### [Your objective]
Leave out the pictures and restate the rest of the data exactly.

### [Exercise data]

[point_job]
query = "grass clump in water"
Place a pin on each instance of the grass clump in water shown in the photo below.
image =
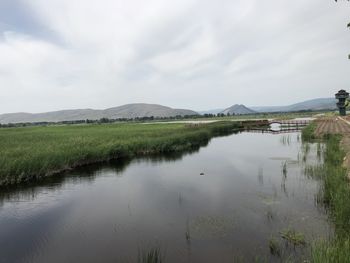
(293, 237)
(308, 133)
(152, 256)
(335, 196)
(31, 153)
(274, 247)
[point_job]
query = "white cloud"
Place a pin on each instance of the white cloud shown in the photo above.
(187, 53)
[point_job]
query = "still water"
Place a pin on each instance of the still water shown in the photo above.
(222, 203)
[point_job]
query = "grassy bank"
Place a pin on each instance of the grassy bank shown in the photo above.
(32, 153)
(335, 195)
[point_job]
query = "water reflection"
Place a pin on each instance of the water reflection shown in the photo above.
(253, 187)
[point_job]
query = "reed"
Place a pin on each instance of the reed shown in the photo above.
(32, 153)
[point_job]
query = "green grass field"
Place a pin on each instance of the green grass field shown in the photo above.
(34, 152)
(335, 196)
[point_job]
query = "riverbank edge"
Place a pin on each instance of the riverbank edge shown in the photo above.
(335, 196)
(196, 135)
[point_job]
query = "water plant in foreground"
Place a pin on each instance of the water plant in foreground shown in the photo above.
(274, 247)
(335, 196)
(293, 237)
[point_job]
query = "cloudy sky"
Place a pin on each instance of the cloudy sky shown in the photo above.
(197, 54)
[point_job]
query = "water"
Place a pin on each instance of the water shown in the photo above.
(220, 204)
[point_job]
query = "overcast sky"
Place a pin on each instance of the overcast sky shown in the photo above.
(197, 54)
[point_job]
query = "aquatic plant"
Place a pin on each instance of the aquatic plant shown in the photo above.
(293, 237)
(274, 246)
(308, 133)
(32, 153)
(154, 255)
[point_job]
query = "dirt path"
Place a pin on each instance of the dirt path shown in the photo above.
(332, 125)
(337, 125)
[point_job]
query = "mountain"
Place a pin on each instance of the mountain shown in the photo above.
(125, 111)
(212, 111)
(238, 109)
(315, 104)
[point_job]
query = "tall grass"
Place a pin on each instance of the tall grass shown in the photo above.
(335, 195)
(308, 133)
(31, 153)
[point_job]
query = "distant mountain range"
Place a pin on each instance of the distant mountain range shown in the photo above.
(238, 109)
(155, 110)
(125, 111)
(314, 105)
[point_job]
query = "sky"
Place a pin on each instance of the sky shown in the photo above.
(193, 54)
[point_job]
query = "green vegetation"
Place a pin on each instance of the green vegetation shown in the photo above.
(335, 195)
(34, 152)
(293, 237)
(308, 133)
(152, 256)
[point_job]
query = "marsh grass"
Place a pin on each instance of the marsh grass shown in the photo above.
(31, 153)
(293, 237)
(335, 196)
(274, 247)
(308, 133)
(154, 255)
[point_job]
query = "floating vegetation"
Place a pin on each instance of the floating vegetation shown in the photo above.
(154, 255)
(188, 233)
(211, 226)
(274, 247)
(293, 237)
(284, 169)
(285, 139)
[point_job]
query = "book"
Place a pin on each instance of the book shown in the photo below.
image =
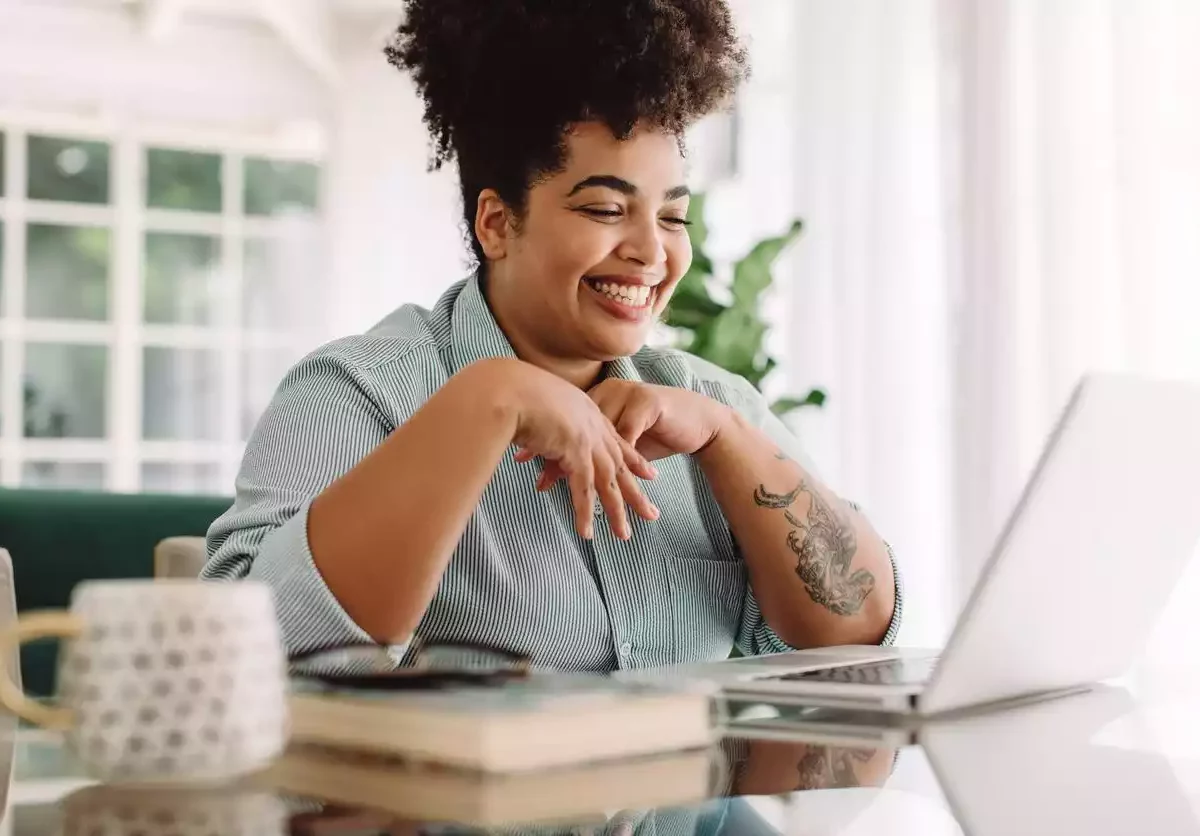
(420, 792)
(547, 720)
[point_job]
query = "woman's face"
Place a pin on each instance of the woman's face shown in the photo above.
(599, 251)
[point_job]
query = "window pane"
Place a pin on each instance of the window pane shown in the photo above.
(65, 391)
(67, 169)
(282, 288)
(180, 277)
(64, 475)
(261, 376)
(177, 477)
(183, 180)
(180, 395)
(67, 271)
(277, 187)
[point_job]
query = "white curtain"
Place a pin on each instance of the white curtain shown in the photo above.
(1001, 194)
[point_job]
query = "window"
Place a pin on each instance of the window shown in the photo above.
(153, 293)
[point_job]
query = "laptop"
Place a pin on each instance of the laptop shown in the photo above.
(1083, 764)
(1075, 583)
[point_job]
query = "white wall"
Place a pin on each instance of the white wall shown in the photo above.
(395, 227)
(95, 61)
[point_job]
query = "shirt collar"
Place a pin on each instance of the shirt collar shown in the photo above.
(474, 332)
(475, 335)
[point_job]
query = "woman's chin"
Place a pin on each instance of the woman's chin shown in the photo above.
(623, 346)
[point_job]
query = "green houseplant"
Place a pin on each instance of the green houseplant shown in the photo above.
(731, 334)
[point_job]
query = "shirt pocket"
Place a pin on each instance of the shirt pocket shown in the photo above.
(706, 597)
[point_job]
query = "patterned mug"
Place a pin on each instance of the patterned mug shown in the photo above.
(162, 681)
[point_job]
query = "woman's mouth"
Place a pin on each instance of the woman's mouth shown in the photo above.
(633, 296)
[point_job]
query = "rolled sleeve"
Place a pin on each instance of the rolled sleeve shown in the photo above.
(310, 615)
(324, 419)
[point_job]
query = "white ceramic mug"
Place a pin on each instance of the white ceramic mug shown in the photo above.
(162, 681)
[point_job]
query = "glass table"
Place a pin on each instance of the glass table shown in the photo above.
(1122, 759)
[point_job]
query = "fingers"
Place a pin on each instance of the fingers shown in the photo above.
(633, 494)
(550, 474)
(582, 483)
(610, 493)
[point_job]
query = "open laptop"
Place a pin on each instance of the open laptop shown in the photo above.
(1089, 763)
(1075, 583)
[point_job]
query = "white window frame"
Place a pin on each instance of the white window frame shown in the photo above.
(123, 451)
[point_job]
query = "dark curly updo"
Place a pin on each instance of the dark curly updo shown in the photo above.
(503, 79)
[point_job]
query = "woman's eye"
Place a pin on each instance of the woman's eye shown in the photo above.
(603, 212)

### [Correct output]
[point_job]
query = "grass clump in water"
Place a pin on each instance of the grass clump in water shown in the photo below.
image =
(293, 237)
(308, 133)
(152, 256)
(335, 196)
(31, 153)
(274, 247)
[point_job]
query = "white cloud"
Place a pin on each instance of the white cloud shown in the photo above.
(187, 53)
[point_job]
query = "still water"
Place a pin on each instance of the still water shown in the photo above.
(222, 203)
[point_job]
query = "grassy bank"
Place a pin on each instance of the grassy bank shown in the photo above.
(32, 153)
(335, 195)
[point_job]
query = "water reflection"
Place a pin on each instance of the water reflection shown in the photo above.
(253, 187)
[point_job]
query = "reed"
Place a pin on each instance of the reed shown in the photo above.
(32, 153)
[point_job]
query = "green grass field"
Place a pin on each instance of the green grass field shown in the photo above.
(34, 152)
(335, 196)
[point_job]
query = "riverbank edge"
Place a pin on each instance of the riverbank edge shown in the photo above.
(335, 196)
(196, 135)
[point_job]
query = "water plant in foreground"
Place a pin on each instance of the water plant in foreground shown in the photo above.
(274, 247)
(335, 196)
(293, 237)
[point_job]
query = "cloudy sky"
Place a pin on each instance of the cloudy sky shown in the photo above.
(197, 54)
[point_job]
query = "water"
Place a pin on each instance of the water shown in the photo above.
(220, 204)
[point_job]
query = "overcast sky"
Place a pin on each instance of the overcast sky shown in the photo above.
(197, 54)
[point_job]
query = "aquatic plant"
Place a pin on each instance of the aquatic plant shown in the photo above.
(293, 237)
(274, 246)
(308, 133)
(32, 153)
(154, 255)
[point_job]
query = "dirt path"
Place a pin on each instance of the dirt path shown in the photo above.
(332, 125)
(337, 125)
[point_job]
query = "mountain"
Place a pin on each instance of the mountain shown in the photo above.
(125, 111)
(212, 111)
(238, 109)
(315, 104)
[point_job]
query = "tall grass"
Place a pin on each instance of the tall grass shown in the photo above.
(335, 195)
(308, 133)
(31, 153)
[point_job]
query = "distant mountain range"
Place a pin on each instance of the distant mountain range shown in the photo above.
(238, 109)
(155, 110)
(125, 111)
(314, 105)
[point_job]
query = "sky"
Place a pin on each instance of the sky shown in the photo above.
(193, 54)
[point_job]
query = "green vegetation"
Place a pin on each instance of the green vegetation shown in the photo above.
(335, 195)
(34, 152)
(293, 237)
(308, 133)
(152, 256)
[point_job]
query = "marsh grass"
Place a pin on each instance of the marsh grass shown in the photo above.
(31, 153)
(293, 237)
(335, 196)
(274, 247)
(308, 133)
(154, 255)
[point_job]
query = "floating vegetation"
Place a pin on each instance of the floating vegetation shown in the photo above.
(154, 255)
(188, 233)
(211, 226)
(274, 247)
(293, 237)
(284, 169)
(285, 139)
[point_job]
query = "book"
Place a pin on each instance of the book shown in the photo below.
image =
(420, 792)
(547, 720)
[point_job]
query = "woman's face"
Place a pin on each instance of the woman's face shown in the photo above.
(599, 251)
[point_job]
query = "window pane"
Place a pin on each instance of the window pane shown in the photo above.
(65, 391)
(67, 169)
(282, 288)
(180, 277)
(64, 475)
(261, 376)
(177, 477)
(183, 180)
(180, 395)
(67, 271)
(277, 187)
[point_job]
query = "white curtain"
Place a pin on each instance of the white curtain shown in the photo above.
(1001, 194)
[point_job]
query = "window"
Place a pin on each instance of the window shown in the photo above.
(153, 293)
[point_job]
query = "laptop"
Place a pin on each instance of the laptop shown in the photo above.
(1083, 764)
(1075, 583)
[point_job]
query = "white wall"
Place a pin on each instance of the white wall shown in the photo above.
(395, 227)
(95, 61)
[point_job]
query = "shirt collar"
Place a pin on each instance of the shirt collar shown in the photo above.
(474, 332)
(475, 335)
[point_job]
query = "woman's chin"
Place a pin on each instance of the woman's chin shown in the photo above.
(623, 346)
[point_job]
query = "green houseplant"
Place a pin on each instance of the green houseplant shown in the photo above.
(731, 334)
[point_job]
query = "shirt pocket"
Place a pin on each instance of the shirt pocket shown in the photo above.
(706, 597)
[point_job]
query = "patterned mug"
Place a pin on each instance of the patterned mug shown in the photo above.
(162, 681)
[point_job]
query = "woman's mouth"
Place a pin on each instance of the woman's mouth shown in the photo above.
(633, 296)
[point_job]
query = "rolled sleeve"
Place a pin on each instance of the rolled sleeve shown in the photo above.
(310, 615)
(324, 419)
[point_job]
query = "white ceramic mug"
Place a pin on each instance of the white ceramic mug shown in the photo above.
(162, 681)
[point_job]
query = "glass table"
Place a pin on each instance of the glass table shown in the photo above.
(1122, 759)
[point_job]
query = "fingers"
Place a pin on each instance of the fingers shown in the photo above.
(633, 494)
(550, 474)
(582, 483)
(610, 493)
[point_job]
query = "open laptop"
Place a pin on each instance of the open laptop shown in the photo above.
(1089, 763)
(1075, 583)
[point_job]
query = "white window frame"
Place a pin on each instance of the white window frame shown in the photo above.
(123, 451)
[point_job]
query = "dark curly updo"
Place a pin on each instance of the dark curly updo shown in the photo above.
(503, 79)
[point_job]
query = "woman's eye"
Place a pin on each instance of the woman's eye shown in the photo above.
(603, 212)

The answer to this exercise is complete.